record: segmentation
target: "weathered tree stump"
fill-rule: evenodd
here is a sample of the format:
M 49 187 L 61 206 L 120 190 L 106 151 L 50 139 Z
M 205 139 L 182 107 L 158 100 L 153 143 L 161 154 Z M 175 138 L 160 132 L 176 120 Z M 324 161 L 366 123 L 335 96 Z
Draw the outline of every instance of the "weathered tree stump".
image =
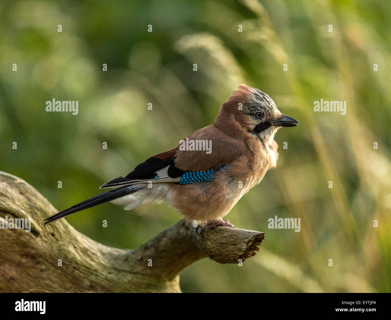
——————
Render every line of the records above as a numbered list, leaving out blank lines and the pictures.

* _RESPONSE TO THIS TASK_:
1. record: segmentation
2. target: "weathered tree stump"
3. fill-rule: evenodd
4. here is a sample of the format:
5. M 49 187 L 61 206 L 120 190 L 106 151 L 50 139 Z
6. M 205 139 L 182 107 L 158 100 L 153 143 L 161 154 Z M 175 138 L 160 132 L 176 120 Z M 324 161 L 366 123 L 335 96 Z
7. Draw the outline of every instance of the "weathered tree stump".
8. image =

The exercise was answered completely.